__TASK INSTRUCTIONS__
Each entry that follows is to be retyped exactly. Pictures do not belong in the copy.

(Point localization data)
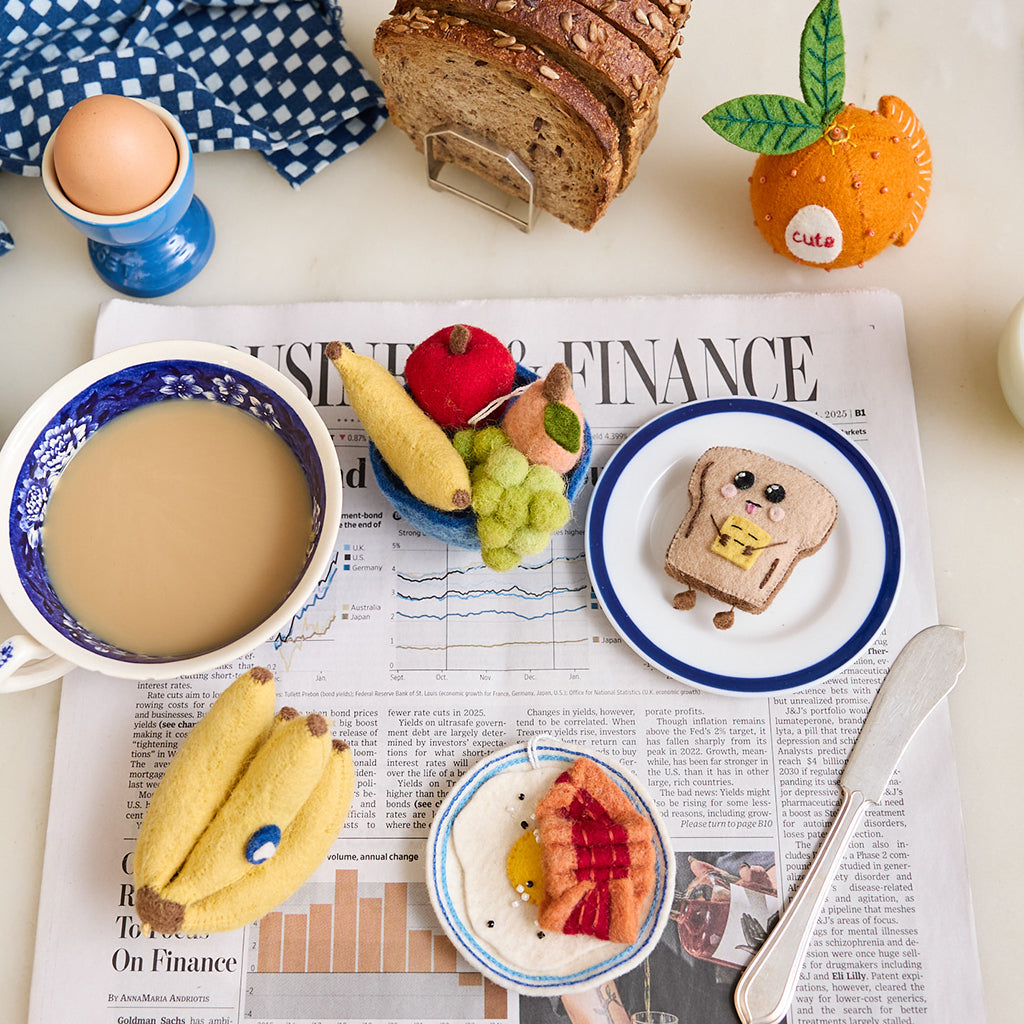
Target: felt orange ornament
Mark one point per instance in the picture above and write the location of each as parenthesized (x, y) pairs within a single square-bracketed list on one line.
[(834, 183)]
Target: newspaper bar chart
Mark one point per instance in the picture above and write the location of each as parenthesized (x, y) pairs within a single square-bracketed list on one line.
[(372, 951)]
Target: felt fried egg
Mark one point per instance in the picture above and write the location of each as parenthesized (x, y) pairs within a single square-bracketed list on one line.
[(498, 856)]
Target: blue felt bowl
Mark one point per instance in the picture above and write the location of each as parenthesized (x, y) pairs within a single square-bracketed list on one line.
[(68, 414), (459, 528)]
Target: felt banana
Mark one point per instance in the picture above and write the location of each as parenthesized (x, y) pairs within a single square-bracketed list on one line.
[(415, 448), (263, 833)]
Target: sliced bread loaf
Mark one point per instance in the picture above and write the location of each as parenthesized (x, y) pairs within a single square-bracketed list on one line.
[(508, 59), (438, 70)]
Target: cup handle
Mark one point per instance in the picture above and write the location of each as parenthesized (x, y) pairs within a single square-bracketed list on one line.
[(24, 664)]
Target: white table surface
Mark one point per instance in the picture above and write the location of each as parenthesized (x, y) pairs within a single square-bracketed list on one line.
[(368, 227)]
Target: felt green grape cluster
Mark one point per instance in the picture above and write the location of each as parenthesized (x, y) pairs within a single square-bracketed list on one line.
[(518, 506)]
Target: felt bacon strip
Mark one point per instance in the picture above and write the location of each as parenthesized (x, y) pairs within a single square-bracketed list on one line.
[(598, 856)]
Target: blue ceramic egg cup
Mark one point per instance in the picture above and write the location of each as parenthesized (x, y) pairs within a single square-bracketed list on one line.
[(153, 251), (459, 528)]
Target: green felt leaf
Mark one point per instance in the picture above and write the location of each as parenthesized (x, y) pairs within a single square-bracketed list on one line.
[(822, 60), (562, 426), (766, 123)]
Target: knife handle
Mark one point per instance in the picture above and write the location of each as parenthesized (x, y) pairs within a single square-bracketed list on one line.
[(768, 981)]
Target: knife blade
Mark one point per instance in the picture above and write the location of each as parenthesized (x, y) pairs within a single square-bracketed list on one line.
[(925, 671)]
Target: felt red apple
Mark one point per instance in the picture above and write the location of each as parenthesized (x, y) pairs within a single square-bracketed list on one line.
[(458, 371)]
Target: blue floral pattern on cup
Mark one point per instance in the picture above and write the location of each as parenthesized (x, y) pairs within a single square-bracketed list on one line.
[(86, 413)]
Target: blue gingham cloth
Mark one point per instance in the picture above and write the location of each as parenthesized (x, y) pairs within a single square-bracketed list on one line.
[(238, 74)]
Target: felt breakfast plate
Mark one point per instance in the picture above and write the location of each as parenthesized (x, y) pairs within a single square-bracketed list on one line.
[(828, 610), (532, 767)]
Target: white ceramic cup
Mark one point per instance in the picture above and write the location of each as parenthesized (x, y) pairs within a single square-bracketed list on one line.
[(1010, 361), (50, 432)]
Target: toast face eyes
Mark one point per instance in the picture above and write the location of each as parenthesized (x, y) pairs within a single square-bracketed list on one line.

__RESULT OF THIS TASK__
Target: felt orange ornament
Mark one point per instance in the picture above and write the location of each as parenthesized (x, y) pairs within a single square-bracketed list on one line.
[(834, 183)]
Target: newspaper bar chart
Mark one point per instance in the picture above and write the location of each as parenthesized (x, y) pairs within a single square-bracketed list on one line.
[(372, 951)]
Target: felt fried egg
Mark one point per instance in the picture above and write the location of each as parenthesized (x, y) pairs within a single square-bracketed list on one line.
[(498, 856)]
Target: blue felt bowl
Mark one point per instance in the picture above and write the location of each as parenthesized (x, y) pairs within a single square-bracketed list on one line.
[(68, 414), (459, 528)]
Target: felt banana
Mark one point per instance in the picture above and write the location of each as parenthesized (x, y) pairs within a single square-bracketed list on one line.
[(415, 448), (263, 833)]
Target: sliced bread loaf
Mark one point per instance in the picture above and write the location of each as parenthesized (x, y) pairs within a single square-bracketed list on one line.
[(508, 59), (438, 70)]
Target: cup handle
Mark one point per instance in the picture above and write the location of each as parenthesized (x, y) pairs within a single square-bracketed list on one line.
[(24, 664)]
Target: white table surface
Mark one point per instance in the picture above and write the location of each as parenthesized (x, y) pairs within a single square-bracketed list on one line.
[(368, 227)]
Target: felt green grape cluster
Mark one point per instance in the picture above and write the location of each as parenthesized (x, y) pairs within a single square-bracketed list on one line.
[(518, 506)]
Target: felt bacon strip
Mark one point per instance in the picture above and write the location of each as parenthesized (x, y) pairs within a single square-bracketed list on one line.
[(598, 856)]
Target: blue ceramic egg cup
Mark one point per instance in the picture above and write the location of each as parenthesized (x, y) pairs within a single square-bracketed list on one line.
[(153, 251), (459, 528)]
Target: green felt leaf
Mark one point per instance in the picture above and write the location of each as parenthesized (x, y) pairs within a single square-bracketed list on one line.
[(822, 60), (562, 426), (766, 123)]
Target: knife handle
Mark one point per instance in the picture above and write the location of each as parenthesized (x, y) pairs within a single square-bracketed list on one line.
[(768, 981)]
Target: knife blade
Mark one point per instance in the picture above and write the location of each as parenthesized (x, y) pairs within a single square-bracketed list on one line.
[(925, 671)]
Target: felt red apple
Mark one point per instance in the picture above and write the location of each as parenthesized (x, y) pairs within a single square-bracketed list on one line.
[(458, 371)]
Target: blue floral pattern on cup
Mark one point per instance in the picture above and write the location of each as parenthesized (x, y) pairs within a single square-bracketed list on one line.
[(86, 413)]
Target: blue gingham cloth
Mark one point per instance in the picture above and write the location of each as parenthesized (x, y) pairs within a single square-bracketed list on one line.
[(238, 74)]
Target: felt breakfast plate
Mark one point per instance in the picture above and write the location of each as parenthesized (x, y) pairs within a single square-bracketed list on one line.
[(828, 610), (532, 767)]
Target: white ceramic cup
Mark one point per instance in the picture above and write the location of each as parenthesized (x, y) pairs within a single square-bracketed list on one line.
[(1010, 361), (50, 432)]
Target: toast face eyes
Mark one point per instance in the picture above and write the location of each as parenthesized (x, y) pairs within a single square-bracketed list on one line.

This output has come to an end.